Pointing dataset excerpts
--- begin ---
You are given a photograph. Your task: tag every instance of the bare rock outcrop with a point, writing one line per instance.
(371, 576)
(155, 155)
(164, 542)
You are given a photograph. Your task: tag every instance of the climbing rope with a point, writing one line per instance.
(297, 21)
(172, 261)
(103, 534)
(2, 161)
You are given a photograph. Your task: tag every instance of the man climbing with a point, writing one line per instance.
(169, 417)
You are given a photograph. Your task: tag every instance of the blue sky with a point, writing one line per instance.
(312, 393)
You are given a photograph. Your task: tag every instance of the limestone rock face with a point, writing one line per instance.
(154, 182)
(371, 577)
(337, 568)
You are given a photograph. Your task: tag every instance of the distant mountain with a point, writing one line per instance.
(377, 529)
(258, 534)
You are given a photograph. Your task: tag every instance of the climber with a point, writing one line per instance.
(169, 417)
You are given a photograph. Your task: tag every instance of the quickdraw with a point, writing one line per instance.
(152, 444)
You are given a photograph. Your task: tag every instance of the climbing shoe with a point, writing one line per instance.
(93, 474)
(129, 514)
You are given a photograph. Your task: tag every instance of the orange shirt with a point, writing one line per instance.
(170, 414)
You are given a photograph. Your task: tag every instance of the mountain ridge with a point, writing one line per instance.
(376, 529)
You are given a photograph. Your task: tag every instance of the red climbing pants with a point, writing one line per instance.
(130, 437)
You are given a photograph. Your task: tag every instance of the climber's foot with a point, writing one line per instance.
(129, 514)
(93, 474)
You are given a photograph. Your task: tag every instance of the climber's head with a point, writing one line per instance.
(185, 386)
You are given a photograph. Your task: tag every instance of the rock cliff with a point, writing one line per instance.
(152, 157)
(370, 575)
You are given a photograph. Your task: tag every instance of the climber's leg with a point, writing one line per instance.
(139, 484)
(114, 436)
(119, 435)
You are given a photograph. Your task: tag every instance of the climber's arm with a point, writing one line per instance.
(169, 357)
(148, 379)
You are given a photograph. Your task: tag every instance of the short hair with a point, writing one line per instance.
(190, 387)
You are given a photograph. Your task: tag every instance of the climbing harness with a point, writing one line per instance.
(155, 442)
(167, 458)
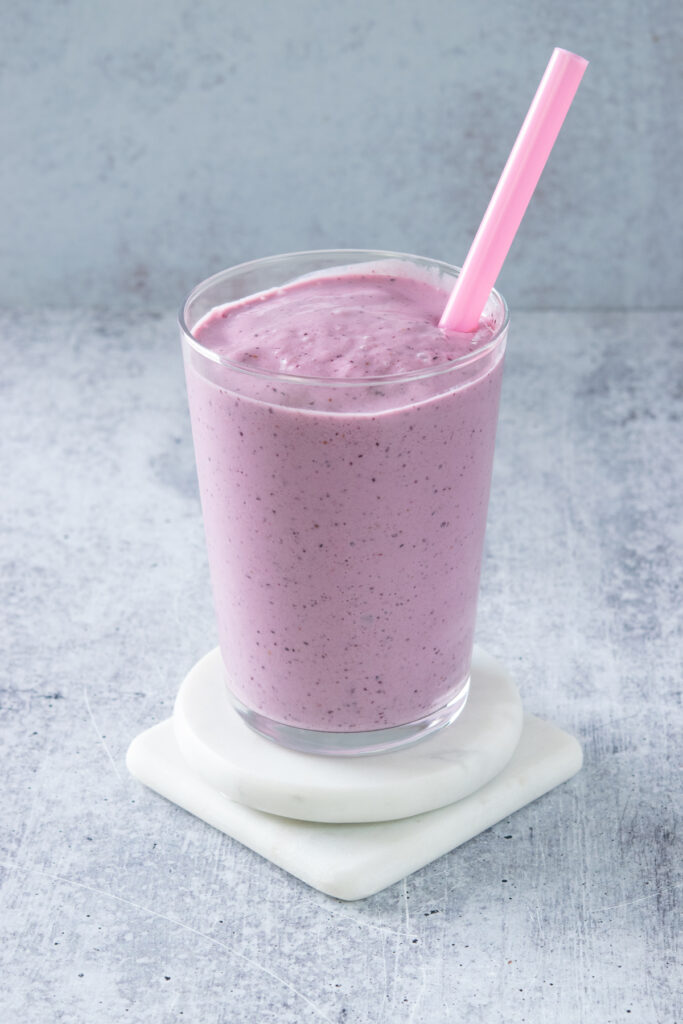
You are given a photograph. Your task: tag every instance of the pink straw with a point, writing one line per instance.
(513, 192)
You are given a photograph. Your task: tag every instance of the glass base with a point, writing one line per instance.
(354, 743)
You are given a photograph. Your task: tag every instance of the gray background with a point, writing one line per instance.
(148, 144)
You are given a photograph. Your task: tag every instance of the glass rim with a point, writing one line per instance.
(407, 376)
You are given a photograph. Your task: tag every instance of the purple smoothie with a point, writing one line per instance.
(344, 515)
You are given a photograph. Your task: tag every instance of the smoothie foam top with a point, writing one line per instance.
(345, 323)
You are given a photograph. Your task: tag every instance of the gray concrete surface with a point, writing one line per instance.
(116, 905)
(147, 144)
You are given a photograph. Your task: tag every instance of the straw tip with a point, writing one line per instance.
(571, 57)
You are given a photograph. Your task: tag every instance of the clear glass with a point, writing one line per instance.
(345, 523)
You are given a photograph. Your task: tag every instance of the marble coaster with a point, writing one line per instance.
(351, 861)
(380, 817)
(219, 748)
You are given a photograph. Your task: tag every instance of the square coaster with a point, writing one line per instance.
(351, 861)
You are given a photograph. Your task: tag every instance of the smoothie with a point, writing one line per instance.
(344, 446)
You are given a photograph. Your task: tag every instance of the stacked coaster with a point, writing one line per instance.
(351, 826)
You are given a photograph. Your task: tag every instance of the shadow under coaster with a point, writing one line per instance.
(351, 826)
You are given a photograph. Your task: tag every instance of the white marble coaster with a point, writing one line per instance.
(232, 759)
(351, 861)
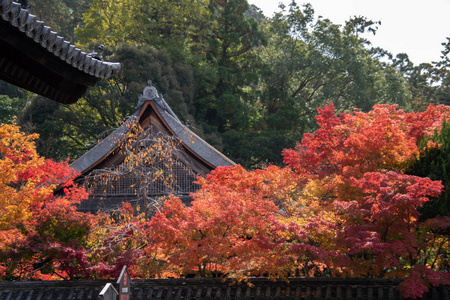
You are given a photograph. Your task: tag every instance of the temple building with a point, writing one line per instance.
(151, 155)
(35, 58)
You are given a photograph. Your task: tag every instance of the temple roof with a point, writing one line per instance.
(260, 288)
(194, 145)
(34, 57)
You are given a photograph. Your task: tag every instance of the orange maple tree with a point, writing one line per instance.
(341, 207)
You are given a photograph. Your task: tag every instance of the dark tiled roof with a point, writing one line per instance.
(296, 288)
(36, 58)
(27, 23)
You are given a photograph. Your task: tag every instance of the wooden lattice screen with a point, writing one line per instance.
(117, 182)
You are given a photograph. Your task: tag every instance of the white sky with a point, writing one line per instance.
(414, 27)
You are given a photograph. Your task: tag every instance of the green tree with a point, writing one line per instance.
(233, 52)
(307, 63)
(143, 21)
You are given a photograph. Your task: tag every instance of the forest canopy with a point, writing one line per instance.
(333, 137)
(248, 84)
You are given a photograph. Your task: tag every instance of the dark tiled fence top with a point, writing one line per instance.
(296, 288)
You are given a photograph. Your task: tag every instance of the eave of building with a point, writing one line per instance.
(34, 57)
(196, 146)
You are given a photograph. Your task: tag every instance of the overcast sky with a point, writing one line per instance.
(414, 27)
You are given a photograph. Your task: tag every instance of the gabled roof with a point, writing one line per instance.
(194, 145)
(34, 57)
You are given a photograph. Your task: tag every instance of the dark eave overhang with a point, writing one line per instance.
(34, 57)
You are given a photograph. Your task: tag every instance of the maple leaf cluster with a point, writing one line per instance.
(342, 206)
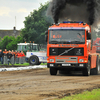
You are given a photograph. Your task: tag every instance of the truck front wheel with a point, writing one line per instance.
(86, 71)
(53, 71)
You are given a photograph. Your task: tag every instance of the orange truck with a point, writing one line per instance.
(97, 44)
(69, 48)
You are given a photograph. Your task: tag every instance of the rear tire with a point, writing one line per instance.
(53, 71)
(33, 60)
(86, 71)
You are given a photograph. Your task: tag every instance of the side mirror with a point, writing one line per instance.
(88, 36)
(46, 36)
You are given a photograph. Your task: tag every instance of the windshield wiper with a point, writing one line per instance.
(66, 51)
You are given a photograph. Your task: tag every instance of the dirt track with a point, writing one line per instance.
(39, 85)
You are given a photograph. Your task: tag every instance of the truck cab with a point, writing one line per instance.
(69, 47)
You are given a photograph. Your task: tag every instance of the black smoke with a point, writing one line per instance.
(77, 10)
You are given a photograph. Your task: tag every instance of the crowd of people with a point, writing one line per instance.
(6, 56)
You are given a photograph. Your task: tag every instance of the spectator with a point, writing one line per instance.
(1, 56)
(22, 54)
(9, 56)
(13, 57)
(5, 51)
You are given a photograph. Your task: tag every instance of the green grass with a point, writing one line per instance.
(93, 95)
(26, 64)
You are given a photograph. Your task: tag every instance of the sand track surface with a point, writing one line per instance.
(38, 84)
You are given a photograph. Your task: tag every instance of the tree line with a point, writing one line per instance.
(36, 23)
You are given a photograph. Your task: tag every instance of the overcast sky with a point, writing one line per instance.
(19, 8)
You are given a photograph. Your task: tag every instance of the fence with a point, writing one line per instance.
(14, 60)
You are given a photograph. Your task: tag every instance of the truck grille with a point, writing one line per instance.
(66, 51)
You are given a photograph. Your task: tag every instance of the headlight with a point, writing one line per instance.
(51, 60)
(81, 60)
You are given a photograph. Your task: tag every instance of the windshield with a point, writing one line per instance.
(67, 36)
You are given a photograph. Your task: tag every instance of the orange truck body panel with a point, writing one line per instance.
(67, 59)
(97, 44)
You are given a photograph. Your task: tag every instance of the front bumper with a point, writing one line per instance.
(60, 66)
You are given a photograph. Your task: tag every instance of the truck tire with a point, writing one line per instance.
(53, 71)
(96, 70)
(33, 60)
(86, 71)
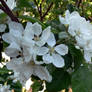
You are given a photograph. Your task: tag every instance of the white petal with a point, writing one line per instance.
(7, 38)
(27, 42)
(87, 56)
(27, 55)
(46, 33)
(29, 33)
(42, 50)
(11, 4)
(62, 20)
(47, 58)
(61, 49)
(37, 29)
(42, 73)
(67, 14)
(16, 29)
(2, 27)
(51, 40)
(58, 61)
(13, 50)
(25, 70)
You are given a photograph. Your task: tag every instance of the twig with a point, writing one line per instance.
(7, 10)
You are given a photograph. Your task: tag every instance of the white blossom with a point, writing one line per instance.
(14, 39)
(4, 88)
(11, 4)
(54, 53)
(81, 30)
(23, 71)
(2, 27)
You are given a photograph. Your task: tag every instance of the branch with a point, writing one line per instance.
(7, 10)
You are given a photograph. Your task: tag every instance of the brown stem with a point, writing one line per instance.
(7, 10)
(47, 10)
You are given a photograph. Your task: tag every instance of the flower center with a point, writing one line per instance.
(51, 50)
(36, 38)
(32, 63)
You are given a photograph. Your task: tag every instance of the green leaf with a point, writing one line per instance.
(61, 80)
(82, 80)
(23, 3)
(37, 86)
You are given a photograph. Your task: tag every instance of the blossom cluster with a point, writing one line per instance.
(4, 88)
(81, 30)
(26, 45)
(10, 3)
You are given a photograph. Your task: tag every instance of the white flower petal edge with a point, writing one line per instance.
(42, 73)
(58, 61)
(37, 29)
(47, 58)
(7, 38)
(51, 40)
(2, 27)
(45, 35)
(62, 49)
(18, 66)
(42, 51)
(13, 50)
(5, 88)
(16, 29)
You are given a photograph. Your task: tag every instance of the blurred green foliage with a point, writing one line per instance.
(46, 13)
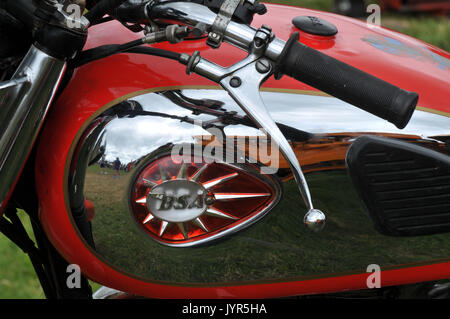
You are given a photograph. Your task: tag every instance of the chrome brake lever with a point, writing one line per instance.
(242, 81)
(243, 86)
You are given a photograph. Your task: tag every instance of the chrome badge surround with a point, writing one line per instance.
(183, 201)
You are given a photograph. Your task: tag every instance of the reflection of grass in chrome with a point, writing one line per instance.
(277, 247)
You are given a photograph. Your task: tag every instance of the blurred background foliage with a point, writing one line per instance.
(434, 29)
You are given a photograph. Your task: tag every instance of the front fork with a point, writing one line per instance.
(24, 102)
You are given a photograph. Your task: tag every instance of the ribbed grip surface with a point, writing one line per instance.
(347, 83)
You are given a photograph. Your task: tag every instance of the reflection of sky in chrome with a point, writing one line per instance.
(130, 139)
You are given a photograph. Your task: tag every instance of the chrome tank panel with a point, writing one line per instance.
(277, 247)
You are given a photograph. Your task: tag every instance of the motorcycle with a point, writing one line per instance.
(222, 149)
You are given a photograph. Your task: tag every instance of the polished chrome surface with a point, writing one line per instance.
(315, 220)
(182, 201)
(221, 22)
(24, 102)
(108, 293)
(238, 34)
(242, 81)
(247, 96)
(278, 246)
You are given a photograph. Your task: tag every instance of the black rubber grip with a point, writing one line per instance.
(346, 82)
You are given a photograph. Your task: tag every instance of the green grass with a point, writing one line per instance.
(17, 277)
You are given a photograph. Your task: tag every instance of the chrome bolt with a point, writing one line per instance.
(235, 82)
(315, 220)
(263, 66)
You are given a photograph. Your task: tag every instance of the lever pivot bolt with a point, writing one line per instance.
(235, 82)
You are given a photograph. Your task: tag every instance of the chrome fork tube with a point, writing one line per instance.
(24, 102)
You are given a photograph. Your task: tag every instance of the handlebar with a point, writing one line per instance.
(307, 65)
(347, 83)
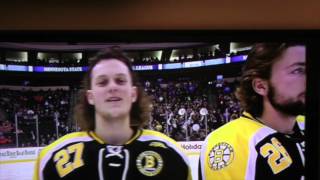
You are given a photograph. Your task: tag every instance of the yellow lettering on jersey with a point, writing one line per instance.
(273, 151)
(150, 162)
(218, 156)
(62, 159)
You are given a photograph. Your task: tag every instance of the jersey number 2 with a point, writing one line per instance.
(62, 159)
(278, 157)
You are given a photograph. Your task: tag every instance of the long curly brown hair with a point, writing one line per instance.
(259, 64)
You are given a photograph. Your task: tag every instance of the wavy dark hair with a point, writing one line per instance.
(84, 113)
(259, 64)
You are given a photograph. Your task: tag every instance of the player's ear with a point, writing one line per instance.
(260, 86)
(89, 97)
(134, 94)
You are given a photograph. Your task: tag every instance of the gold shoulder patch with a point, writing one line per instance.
(220, 156)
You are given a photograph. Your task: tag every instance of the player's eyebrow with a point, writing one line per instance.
(296, 64)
--- end ---
#### WORK TO COMPLETE
Repeat the line containing "of the lever" and every line after it up to the end of the material above, exactly as they stand, minus the pictures.

#### EXPECTED ANSWER
You are given a photograph. Your task: tag every instance of the lever pivot bolt with a point, writing one line per instance.
(235, 82)
You are given a photograph. Your task: tag every instance of the chrome fork tube with a point, writing one line per instance.
(24, 102)
You are given a photograph. Your task: tag every instance of the handlebar with a point, writing one line per instance.
(307, 65)
(347, 83)
You are given a photograph. Your task: tag every instance of the yellow lettering on jersey with a point, writing one line per instance.
(273, 151)
(150, 162)
(218, 156)
(62, 159)
You are given a photograph. Your task: tag every instance of the jersey number 2 with a point, writing one line per instance.
(62, 159)
(278, 157)
You are given a photograph. Your task: tag every instance of the long curly brown hair with a point, writing one line per instance.
(259, 64)
You are given a photograph. Your task: tag every instance of the wavy dark hair with a point, writing one line per instance.
(84, 113)
(259, 64)
You are given a photograph. Your task: tag every instance of the player's ear with a point, writing one line per instance.
(260, 86)
(89, 97)
(134, 94)
You are given a photograph. Your task: tag every instance of the gold shoulder patch with a point, writing one line per instance.
(220, 156)
You are given a photograph. Your task: tag every instance of the player's eyebrow with a point, writing one line per instance.
(296, 64)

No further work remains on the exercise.